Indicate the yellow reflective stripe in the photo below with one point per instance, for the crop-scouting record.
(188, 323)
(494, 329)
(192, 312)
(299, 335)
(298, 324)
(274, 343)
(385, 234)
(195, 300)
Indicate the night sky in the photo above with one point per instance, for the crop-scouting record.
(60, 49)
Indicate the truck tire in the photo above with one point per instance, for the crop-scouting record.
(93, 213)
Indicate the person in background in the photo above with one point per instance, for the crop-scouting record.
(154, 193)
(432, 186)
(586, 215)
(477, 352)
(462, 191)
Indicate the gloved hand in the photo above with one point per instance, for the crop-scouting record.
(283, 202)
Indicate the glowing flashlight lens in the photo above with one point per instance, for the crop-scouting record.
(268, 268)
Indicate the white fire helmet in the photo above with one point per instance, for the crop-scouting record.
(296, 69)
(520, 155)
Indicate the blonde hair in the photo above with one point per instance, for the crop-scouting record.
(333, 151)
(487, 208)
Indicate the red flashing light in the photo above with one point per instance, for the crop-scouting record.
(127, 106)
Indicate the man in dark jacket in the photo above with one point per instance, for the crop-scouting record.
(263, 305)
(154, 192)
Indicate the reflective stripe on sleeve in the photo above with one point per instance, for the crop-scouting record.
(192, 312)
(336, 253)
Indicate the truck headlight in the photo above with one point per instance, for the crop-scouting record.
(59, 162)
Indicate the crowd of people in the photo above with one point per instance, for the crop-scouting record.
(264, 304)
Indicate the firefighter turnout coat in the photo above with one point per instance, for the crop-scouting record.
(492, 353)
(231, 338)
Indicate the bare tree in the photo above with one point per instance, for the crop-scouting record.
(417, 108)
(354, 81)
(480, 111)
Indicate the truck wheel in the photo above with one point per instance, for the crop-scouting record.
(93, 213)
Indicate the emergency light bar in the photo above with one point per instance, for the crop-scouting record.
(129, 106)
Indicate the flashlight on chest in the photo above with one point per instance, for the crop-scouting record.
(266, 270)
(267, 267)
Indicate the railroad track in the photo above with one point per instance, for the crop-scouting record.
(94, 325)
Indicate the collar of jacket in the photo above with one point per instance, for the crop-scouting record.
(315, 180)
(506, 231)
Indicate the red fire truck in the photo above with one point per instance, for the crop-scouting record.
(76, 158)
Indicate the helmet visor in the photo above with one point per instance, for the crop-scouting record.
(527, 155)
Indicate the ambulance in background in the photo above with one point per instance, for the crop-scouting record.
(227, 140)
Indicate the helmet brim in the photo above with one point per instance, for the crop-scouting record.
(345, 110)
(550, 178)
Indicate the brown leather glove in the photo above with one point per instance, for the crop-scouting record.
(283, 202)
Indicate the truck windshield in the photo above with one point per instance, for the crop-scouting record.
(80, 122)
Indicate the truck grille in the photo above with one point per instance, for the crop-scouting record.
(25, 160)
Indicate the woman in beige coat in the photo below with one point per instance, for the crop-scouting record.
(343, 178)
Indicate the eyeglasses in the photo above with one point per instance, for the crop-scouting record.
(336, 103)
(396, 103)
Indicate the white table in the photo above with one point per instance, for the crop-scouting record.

▬▬▬▬▬▬

> Objective
Rewrite the listing above with "crop-scouting" switched to "field-survey" wherever it occurs, leaving every other word unchanged.

> The output
Indicate the yellow reflective stripe in the photo below with one point per instance, for the field-survey record.
(188, 323)
(494, 329)
(192, 312)
(299, 335)
(298, 324)
(274, 343)
(385, 234)
(195, 300)
Indicate the night sky in the photo above with one point per instance, for the field-survey record.
(60, 49)
Indicate the truck tire in the photo above with one point per instance, for the field-survey record.
(93, 213)
Indicate the person in background in the photo above with one point per instance, for the field-survey record.
(154, 193)
(432, 186)
(586, 215)
(477, 352)
(462, 191)
Indicate the gloved hand in the photo above with one point per instance, for the field-survey record.
(283, 202)
Indicate the glowing flashlight lens in the photo above with one point per instance, for the field-survey record.
(268, 268)
Indicate the white fire helmet in the photo above with one point per instance, for the field-survey record.
(296, 69)
(520, 155)
Indicate the blonde hair in the photo above with one point per instance, for the field-survey record.
(333, 151)
(487, 208)
Indicate the red flashing light in the photo above with one point per instance, for the field-survey record.
(127, 106)
Indicate the man in dark jacket in the photo above with one point per instance, for the field-survey record.
(263, 305)
(154, 192)
Indicate the reflective stripe on sleeve in the photo above with one point per instance, for the field-survey record.
(192, 312)
(336, 253)
Indicate the truck headlight in the photo above with one point per instance, for the field-survey record.
(59, 162)
Indicate the crowd of people in the photo above with one point per instance, for the field-survey record.
(264, 304)
Indicate the firefighter turnout coat in the photo above with one point per instance, for the field-survey record.
(492, 353)
(231, 338)
Indicate the bare tree in the photo above with one point per instance, for the field-survey record.
(417, 108)
(354, 81)
(480, 111)
Indicate the truck wheel in the photo above with one point per instance, for the field-survey record.
(93, 213)
Indicate the emergency light bar in the photo above with one point per instance, for the field-survey record.
(129, 106)
Indicate the flashlight on chest in the photo above with one point per instance, for the field-survey record.
(266, 270)
(267, 267)
Indicate the railroad track in the photo above with one point per instance, for the field-survey record.
(94, 325)
Indicate the collar of jacket in the photo above with one point per instance, for the field-survey record.
(315, 180)
(506, 231)
Indicate the red fire truck in the photo above with one point per instance, for the field-survey record.
(76, 158)
Indicate the helmet visor in the photo above with one point per instance, for the field-survey record.
(527, 155)
Indicate the ambulance in background in the photo above with one point per instance, for the field-survey record.
(227, 140)
Indicate the helmet brim in the photo above with one point per instance, for the field-survey record.
(345, 110)
(550, 178)
Indicate the brown leather glove in the photo above with one point per instance, for the field-survey record.
(283, 202)
Indicate the truck windshield in the photo above with one point per instance, for the field-survey record.
(80, 122)
Indicate the truck grille in the photo above with one point per instance, for the field-survey record.
(25, 160)
Indicate the woman in beige coat in the photo below with one point per instance, for the field-survey record.
(343, 178)
Indicate the eyeglasses in the photo above with one point per instance, for the field-survey record.
(336, 103)
(396, 103)
Indicate the white table in the photo above with one point per instance, for the field-survey record.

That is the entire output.